USING THE INFORMATION ->
1. Please retype the passage on gestational trophoblastic disease word for word, starting at "Ultrasonography in early" and ending at "for neoplastic GTDs.".
2. According to the passage on gestational trophoblastic disease, why should a chest X-ray be advised once a molar pregnancy is diagnosed?
** EXCERPT follows **
In rare instances, women with GTDs may present with clinical features of hyperthyroidism, abdominal distension, and/or early-onset pre-eclampsia. Since the human chorionic gonadotropin (hCG) has structural homology with thyroid-stimulating hormone (TSH), elevated levels of hCG in women with GTDs may have thyrotropic actions.
Very rarely, women with GTDs can present with seizures, altered mental status, or acute respiratory failure, often secondary to the metastatic disease.
The single and the most important test for the diagnosis of GTD is the assessment of human chorionic gonadotropin levels (hCG) levels, which are greatly elevated for the gestational age. Additionally, the hCG level can help predict outcomes in patients with GTD. The hCG correlates well with the volume of the trophoblastic tissue; larger, aggressive tumors have higher hCG levels.
The next diagnostic step is ultrasonography. It helps with pre-evacuation diagnosis, but the definitive diagnosis is made by histological examination. GTDs have a snowstorm appearance within the uterine cavity, with multiple hypoechoic areas, corresponding to villi and a missing fetus or gestational sac.
Ultrasonography in early pregnancy leads to earlier diagnoses of molar pregnancies even before the development of classic clinical features.
Complete moles have marked chorionic villi edema and swelling, which is evident on ultrasound examination, and there is no fetal tissue. Patients with partial moles will have focal cystic changes in the placenta and highly deformed fetal tissue.
A chest X-ray should be advised whenever a molar pregnancy is diagnosed to look for metastatic spread. The lungs are the most common primary site of metastasis for neoplastic GTDs.
Histopathological examination and karyotyping provide more information about the type of GTD, which can affect the management plan and the patient’s prognosis. Table 1 (above) describes the most commonly identified features of complete versus partial molar pregnancy, including histopathological and karyotyping differences.
Treatment of Gestational Trophoblastic Disease
Uterine evacuation is the standard treatment for GTDs. Suction curettage is recommended for both complete and partial molar pregnancies, especially when the patient is concerned with fertility preservation. The medical evacuation (with mifepristone and misoprostol) can be used in some cases of partial molar pregnancy when the size of the fetal parts precludes suction curettage. Prophylactic actinomycin-D is used after the evacuation of a complete molar pregnancy to reduce the risk of future neoplastic GTDs.
When future fertility is not a concern, a hysterectomy is indicated, which removes the risk of local recurrence. Unfortunately, a hysterectomy does not prevent metastatic disease; early diagnosis is essential to prevent metastasis.
** End of EXCERPT **
** GIVEN DATA follows **
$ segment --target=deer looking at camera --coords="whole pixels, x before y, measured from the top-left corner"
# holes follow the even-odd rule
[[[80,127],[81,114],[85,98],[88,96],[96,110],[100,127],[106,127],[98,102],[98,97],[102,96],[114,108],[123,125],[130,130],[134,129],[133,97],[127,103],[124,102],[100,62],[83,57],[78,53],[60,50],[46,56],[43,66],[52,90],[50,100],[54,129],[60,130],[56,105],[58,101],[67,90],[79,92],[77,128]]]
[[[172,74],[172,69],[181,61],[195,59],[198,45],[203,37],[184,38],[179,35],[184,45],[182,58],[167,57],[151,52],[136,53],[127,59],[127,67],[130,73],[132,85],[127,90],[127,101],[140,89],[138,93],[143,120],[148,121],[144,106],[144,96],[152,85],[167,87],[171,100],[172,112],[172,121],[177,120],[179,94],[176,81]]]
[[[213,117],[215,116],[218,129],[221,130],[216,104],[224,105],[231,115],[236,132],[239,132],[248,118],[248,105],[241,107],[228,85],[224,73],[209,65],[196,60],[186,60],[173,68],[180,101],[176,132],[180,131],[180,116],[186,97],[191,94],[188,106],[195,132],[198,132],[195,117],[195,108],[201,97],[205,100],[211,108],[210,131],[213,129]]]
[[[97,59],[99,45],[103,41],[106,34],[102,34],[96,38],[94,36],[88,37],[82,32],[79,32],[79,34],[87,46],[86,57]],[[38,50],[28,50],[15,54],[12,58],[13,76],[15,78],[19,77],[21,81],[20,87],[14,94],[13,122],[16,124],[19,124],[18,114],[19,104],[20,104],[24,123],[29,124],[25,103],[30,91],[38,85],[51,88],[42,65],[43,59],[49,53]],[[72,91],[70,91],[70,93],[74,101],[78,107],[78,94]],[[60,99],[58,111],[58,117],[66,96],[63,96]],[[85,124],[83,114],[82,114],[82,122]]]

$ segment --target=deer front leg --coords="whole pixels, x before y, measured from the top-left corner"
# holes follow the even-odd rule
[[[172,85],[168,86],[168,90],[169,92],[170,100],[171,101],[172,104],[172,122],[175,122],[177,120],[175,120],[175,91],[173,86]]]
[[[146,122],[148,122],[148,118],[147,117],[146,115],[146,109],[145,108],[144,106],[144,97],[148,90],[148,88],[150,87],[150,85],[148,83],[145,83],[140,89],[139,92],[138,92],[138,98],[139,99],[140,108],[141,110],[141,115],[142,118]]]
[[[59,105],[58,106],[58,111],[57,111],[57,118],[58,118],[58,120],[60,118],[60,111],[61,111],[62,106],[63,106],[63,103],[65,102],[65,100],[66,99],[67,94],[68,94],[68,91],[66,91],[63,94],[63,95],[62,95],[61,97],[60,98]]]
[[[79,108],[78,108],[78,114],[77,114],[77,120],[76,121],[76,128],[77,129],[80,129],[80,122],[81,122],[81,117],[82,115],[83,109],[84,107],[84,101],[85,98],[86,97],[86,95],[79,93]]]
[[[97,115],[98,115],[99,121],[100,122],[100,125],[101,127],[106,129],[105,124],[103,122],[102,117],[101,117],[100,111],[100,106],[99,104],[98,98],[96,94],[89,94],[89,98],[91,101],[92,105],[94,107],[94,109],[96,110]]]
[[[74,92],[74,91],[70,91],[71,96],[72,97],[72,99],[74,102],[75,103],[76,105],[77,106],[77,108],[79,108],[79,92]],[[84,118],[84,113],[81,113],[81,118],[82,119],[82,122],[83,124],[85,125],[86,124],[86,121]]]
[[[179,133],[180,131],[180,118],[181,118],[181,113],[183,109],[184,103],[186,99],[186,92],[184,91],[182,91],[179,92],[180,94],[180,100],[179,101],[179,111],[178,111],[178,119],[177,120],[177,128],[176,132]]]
** End of GIVEN DATA **
ANSWERS FOR THIS EXERCISE ->
1.
Ultrasonography in early pregnancy leads to earlier diagnoses of molar pregnancies even before the development of classic clinical features.
Complete moles have marked chorionic villi edema and swelling, which is evident on ultrasound examination, and there is no fetal tissue. Patients with partial moles will have focal cystic changes in the placenta and highly deformed fetal tissue.
A chest X-ray should be advised whenever a molar pregnancy is diagnosed to look for metastatic spread. The lungs are the most common primary site of metastasis for neoplastic GTDs.

2. A chest X-ray checks for metastatic spread, because the lungs are the most common primary site of metastasis for neoplastic GTDs.